Records supplied —
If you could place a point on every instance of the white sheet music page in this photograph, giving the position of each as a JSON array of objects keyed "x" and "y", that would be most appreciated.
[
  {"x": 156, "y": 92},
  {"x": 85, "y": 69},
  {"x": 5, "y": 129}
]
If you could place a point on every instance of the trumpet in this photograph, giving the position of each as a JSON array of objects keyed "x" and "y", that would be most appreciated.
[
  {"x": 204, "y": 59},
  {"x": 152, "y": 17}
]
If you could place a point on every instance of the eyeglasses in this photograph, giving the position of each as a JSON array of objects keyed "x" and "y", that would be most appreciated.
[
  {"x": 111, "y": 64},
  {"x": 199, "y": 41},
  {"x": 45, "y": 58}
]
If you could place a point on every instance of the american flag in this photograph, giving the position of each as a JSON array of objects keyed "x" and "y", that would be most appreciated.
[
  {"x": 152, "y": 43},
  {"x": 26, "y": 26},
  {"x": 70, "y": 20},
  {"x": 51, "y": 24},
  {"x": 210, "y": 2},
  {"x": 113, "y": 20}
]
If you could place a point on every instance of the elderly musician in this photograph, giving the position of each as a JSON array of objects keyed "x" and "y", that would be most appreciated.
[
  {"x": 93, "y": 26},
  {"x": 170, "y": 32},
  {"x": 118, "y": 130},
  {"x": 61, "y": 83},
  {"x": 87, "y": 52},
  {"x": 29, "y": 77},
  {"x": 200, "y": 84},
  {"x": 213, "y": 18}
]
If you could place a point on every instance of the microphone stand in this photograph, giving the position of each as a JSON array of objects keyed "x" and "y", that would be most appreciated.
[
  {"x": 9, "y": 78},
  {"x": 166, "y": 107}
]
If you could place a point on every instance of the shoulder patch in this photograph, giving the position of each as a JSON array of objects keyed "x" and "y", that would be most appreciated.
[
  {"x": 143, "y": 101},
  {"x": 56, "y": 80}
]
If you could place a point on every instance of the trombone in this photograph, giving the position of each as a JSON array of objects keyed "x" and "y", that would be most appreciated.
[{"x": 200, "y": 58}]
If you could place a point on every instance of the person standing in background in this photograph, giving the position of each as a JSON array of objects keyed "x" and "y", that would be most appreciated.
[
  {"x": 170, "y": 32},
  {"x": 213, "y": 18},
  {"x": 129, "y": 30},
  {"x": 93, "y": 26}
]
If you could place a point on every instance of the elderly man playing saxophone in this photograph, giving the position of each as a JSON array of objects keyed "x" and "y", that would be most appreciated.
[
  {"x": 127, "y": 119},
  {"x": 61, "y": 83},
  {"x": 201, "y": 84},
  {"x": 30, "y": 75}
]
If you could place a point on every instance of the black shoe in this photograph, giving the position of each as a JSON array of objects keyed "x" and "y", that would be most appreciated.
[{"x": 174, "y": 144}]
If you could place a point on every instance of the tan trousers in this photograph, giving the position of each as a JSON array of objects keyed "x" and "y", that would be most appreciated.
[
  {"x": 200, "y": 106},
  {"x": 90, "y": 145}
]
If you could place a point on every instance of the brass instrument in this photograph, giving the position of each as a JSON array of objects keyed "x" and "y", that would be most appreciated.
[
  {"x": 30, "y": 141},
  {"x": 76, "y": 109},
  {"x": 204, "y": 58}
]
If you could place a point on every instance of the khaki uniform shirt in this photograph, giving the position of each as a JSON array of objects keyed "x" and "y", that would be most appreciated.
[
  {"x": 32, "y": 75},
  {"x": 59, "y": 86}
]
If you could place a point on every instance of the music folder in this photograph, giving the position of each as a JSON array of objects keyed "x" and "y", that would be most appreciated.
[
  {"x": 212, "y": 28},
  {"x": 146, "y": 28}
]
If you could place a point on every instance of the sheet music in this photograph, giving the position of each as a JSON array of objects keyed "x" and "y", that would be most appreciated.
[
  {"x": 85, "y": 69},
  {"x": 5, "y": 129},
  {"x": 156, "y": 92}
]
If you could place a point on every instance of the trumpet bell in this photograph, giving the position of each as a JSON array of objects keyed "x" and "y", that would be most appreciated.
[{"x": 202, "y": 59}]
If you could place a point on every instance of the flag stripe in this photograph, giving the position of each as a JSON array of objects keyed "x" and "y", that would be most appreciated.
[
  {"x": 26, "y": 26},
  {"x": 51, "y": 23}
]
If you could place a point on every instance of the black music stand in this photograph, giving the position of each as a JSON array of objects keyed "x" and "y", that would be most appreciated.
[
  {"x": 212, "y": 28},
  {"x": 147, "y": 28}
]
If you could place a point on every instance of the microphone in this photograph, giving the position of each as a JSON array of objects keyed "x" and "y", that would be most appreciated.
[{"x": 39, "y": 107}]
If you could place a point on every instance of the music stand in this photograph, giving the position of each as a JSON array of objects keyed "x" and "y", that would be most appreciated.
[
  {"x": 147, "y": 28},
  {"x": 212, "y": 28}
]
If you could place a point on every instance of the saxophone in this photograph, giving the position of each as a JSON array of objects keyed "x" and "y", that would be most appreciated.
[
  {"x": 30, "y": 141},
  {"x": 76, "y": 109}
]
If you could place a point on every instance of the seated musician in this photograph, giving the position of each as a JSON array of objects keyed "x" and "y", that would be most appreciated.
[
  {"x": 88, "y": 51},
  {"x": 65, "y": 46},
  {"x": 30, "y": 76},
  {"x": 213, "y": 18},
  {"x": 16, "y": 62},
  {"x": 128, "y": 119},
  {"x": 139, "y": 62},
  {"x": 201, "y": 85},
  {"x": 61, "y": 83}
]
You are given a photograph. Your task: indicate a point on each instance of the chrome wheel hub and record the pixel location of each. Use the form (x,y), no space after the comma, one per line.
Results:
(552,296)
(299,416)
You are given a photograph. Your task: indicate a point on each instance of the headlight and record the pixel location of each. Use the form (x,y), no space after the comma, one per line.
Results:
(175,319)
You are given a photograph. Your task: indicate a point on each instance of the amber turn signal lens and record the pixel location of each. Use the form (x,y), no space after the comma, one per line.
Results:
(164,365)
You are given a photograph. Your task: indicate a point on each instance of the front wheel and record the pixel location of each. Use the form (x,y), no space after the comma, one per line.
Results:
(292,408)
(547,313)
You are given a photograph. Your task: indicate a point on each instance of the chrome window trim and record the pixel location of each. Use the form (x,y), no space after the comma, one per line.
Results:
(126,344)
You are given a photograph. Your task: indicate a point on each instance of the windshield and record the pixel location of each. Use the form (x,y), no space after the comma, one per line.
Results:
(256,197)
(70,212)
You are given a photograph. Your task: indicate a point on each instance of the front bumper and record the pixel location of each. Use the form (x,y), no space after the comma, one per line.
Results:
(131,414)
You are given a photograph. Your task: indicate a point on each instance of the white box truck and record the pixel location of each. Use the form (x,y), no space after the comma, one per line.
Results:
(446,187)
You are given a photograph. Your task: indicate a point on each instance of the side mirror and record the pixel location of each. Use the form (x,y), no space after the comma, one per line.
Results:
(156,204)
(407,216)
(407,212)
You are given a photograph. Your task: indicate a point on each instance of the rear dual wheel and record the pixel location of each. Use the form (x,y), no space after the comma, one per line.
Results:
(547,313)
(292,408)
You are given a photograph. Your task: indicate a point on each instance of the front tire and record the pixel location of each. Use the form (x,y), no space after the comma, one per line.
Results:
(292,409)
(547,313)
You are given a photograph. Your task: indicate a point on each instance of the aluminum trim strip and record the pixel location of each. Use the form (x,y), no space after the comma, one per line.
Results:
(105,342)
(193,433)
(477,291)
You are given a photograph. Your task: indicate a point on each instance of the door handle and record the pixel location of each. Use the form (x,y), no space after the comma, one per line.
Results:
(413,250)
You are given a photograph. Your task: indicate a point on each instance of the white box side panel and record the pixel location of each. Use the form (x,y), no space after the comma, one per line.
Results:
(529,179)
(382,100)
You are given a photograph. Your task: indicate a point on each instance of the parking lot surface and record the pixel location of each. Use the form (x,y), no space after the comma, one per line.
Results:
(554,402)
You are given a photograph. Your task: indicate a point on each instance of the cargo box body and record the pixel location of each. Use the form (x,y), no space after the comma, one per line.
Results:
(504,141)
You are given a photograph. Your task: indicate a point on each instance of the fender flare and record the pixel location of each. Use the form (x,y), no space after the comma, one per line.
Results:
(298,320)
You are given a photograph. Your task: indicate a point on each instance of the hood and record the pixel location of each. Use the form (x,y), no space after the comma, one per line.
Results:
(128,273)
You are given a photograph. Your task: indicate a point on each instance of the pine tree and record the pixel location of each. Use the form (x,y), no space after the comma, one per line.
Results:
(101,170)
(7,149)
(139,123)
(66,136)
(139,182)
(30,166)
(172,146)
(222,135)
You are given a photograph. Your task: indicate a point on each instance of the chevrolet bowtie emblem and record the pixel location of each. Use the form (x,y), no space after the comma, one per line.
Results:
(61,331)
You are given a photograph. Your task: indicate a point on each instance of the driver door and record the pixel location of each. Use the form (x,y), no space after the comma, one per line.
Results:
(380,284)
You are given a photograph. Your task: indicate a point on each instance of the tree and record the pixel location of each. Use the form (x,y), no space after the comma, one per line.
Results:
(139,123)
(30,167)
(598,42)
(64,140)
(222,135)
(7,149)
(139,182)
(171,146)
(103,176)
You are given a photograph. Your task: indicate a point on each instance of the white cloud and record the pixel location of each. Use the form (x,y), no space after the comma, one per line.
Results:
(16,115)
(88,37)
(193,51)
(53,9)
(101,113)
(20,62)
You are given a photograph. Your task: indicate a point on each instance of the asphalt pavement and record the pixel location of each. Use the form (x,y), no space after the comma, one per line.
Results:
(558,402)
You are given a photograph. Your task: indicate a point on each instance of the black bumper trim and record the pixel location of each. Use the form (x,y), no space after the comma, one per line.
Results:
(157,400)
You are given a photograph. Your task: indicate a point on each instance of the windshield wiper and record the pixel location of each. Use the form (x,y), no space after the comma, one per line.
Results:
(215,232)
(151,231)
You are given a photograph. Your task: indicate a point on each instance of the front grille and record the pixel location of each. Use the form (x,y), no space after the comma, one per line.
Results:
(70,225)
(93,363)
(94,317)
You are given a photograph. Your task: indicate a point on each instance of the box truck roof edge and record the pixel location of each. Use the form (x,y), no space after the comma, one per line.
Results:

Exercise directions —
Which of the lines above hold the string "trim"? Pick each of them out.

Result —
You are given a photograph. Your task: indicate a point on each instance of the chrome window trim and record the pixel location of each. Use the form (x,y), no space after the comma, one per line.
You are given a photograph. Your task: indicate a point on each instance of the aluminum trim strip and record the pixel location of each. Use the form (x,y), no space after the comma, one per line.
You are given a photograph. Your task: indicate a point on each instance of the black bumper trim and record the pixel location of each. Use the form (x,y), no space after the comma, one per line.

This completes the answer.